### ACTION ITEM
Would you retype exactly the lines from the one containing "312L464 320L473 322V314L463" through the last line of the records below, and nothing else?

[Extracted data entries]
----------

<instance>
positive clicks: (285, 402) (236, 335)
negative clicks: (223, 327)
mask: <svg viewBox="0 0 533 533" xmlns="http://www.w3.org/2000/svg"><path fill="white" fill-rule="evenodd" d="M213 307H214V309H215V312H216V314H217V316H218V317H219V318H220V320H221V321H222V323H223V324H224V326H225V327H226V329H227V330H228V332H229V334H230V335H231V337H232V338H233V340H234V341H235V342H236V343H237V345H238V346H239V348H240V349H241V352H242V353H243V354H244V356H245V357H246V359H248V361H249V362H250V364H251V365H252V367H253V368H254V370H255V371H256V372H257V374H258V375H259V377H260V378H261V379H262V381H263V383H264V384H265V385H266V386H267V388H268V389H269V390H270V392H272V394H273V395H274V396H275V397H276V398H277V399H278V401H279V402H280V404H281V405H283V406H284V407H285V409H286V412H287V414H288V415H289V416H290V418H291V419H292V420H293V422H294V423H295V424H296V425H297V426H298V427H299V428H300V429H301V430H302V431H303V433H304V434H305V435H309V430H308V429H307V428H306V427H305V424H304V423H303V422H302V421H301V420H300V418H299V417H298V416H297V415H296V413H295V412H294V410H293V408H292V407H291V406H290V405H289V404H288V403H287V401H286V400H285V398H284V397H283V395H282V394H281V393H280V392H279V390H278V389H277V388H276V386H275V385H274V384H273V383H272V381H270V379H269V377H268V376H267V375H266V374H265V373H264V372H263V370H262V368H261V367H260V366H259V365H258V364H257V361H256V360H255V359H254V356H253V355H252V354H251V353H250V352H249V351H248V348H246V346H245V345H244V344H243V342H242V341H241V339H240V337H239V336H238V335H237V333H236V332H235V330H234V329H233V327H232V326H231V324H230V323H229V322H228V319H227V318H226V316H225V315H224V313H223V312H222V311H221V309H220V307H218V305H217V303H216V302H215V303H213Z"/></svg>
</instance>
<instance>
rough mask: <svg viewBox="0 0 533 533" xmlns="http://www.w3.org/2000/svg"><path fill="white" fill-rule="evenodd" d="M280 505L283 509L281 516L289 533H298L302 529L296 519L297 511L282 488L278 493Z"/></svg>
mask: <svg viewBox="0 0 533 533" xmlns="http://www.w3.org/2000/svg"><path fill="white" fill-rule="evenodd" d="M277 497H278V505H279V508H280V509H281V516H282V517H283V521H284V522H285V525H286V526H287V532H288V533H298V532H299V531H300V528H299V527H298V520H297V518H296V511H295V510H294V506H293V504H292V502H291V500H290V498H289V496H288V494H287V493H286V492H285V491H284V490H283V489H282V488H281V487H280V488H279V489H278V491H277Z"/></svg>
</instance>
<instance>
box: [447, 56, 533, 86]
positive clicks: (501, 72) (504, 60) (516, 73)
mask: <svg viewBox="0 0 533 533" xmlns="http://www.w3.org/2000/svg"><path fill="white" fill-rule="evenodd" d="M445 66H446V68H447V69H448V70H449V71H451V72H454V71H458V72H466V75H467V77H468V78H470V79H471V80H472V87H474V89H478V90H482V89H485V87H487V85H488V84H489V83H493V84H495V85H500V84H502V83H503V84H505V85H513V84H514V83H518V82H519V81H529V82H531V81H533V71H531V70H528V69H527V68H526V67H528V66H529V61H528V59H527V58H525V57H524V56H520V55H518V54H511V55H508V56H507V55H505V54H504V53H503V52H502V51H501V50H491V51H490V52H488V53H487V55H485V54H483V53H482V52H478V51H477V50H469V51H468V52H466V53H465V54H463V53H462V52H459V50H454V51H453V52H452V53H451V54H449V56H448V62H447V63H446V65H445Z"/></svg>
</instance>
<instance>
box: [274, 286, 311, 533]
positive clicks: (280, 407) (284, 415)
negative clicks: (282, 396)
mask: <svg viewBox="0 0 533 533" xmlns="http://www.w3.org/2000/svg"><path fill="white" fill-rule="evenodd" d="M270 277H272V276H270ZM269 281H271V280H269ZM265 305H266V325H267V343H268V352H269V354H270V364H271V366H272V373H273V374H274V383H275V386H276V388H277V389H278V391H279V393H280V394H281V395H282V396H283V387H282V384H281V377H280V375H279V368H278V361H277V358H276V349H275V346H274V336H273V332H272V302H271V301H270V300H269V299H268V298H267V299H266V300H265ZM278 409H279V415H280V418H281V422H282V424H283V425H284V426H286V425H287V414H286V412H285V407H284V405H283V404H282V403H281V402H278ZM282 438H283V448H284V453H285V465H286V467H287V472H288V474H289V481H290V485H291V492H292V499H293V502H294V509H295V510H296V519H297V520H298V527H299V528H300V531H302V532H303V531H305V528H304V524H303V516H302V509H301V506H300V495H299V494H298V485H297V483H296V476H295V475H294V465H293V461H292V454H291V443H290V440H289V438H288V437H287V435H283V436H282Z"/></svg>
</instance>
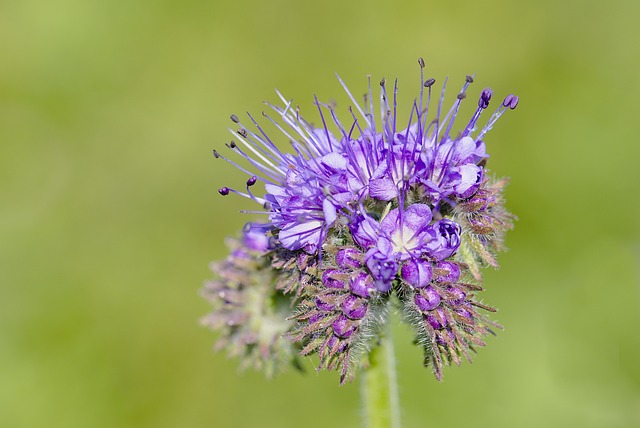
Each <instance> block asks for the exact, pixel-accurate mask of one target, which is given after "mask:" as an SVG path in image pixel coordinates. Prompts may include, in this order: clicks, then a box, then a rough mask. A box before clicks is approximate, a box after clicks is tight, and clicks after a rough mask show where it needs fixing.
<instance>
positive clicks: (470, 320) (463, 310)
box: [456, 308, 473, 324]
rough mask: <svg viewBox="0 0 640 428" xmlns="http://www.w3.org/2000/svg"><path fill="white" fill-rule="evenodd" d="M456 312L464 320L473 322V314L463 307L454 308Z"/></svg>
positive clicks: (471, 323)
mask: <svg viewBox="0 0 640 428" xmlns="http://www.w3.org/2000/svg"><path fill="white" fill-rule="evenodd" d="M456 314H457V315H458V316H460V317H461V318H463V319H464V320H465V321H466V322H468V323H470V324H473V314H472V313H471V312H469V311H468V310H466V309H464V308H458V309H456Z"/></svg>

----------

### EXERCISE OUTPUT
rough mask: <svg viewBox="0 0 640 428" xmlns="http://www.w3.org/2000/svg"><path fill="white" fill-rule="evenodd" d="M456 312L464 320L473 322V314L463 307L454 308Z"/></svg>
positive clicks: (471, 323)
mask: <svg viewBox="0 0 640 428" xmlns="http://www.w3.org/2000/svg"><path fill="white" fill-rule="evenodd" d="M456 314H457V315H458V316H460V317H461V318H463V319H464V320H465V321H466V322H468V323H470V324H473V314H472V313H471V312H469V311H468V310H466V309H464V308H458V309H456Z"/></svg>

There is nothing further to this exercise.